== AIM OF THE EXERCISE ==
Transcribe the entries below exactly.

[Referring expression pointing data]
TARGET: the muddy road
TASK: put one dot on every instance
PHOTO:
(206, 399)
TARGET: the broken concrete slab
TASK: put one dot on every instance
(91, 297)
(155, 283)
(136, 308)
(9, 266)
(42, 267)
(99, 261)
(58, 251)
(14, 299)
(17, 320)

== REPLY TO THE EXERCISE ==
TARGET: the muddy road
TASK: put one dot on every instance
PHOTO:
(206, 399)
TARGET: the broken concrete slab
TASK: put one dot on every instance
(91, 297)
(155, 283)
(136, 308)
(9, 266)
(42, 267)
(99, 261)
(58, 251)
(14, 299)
(17, 320)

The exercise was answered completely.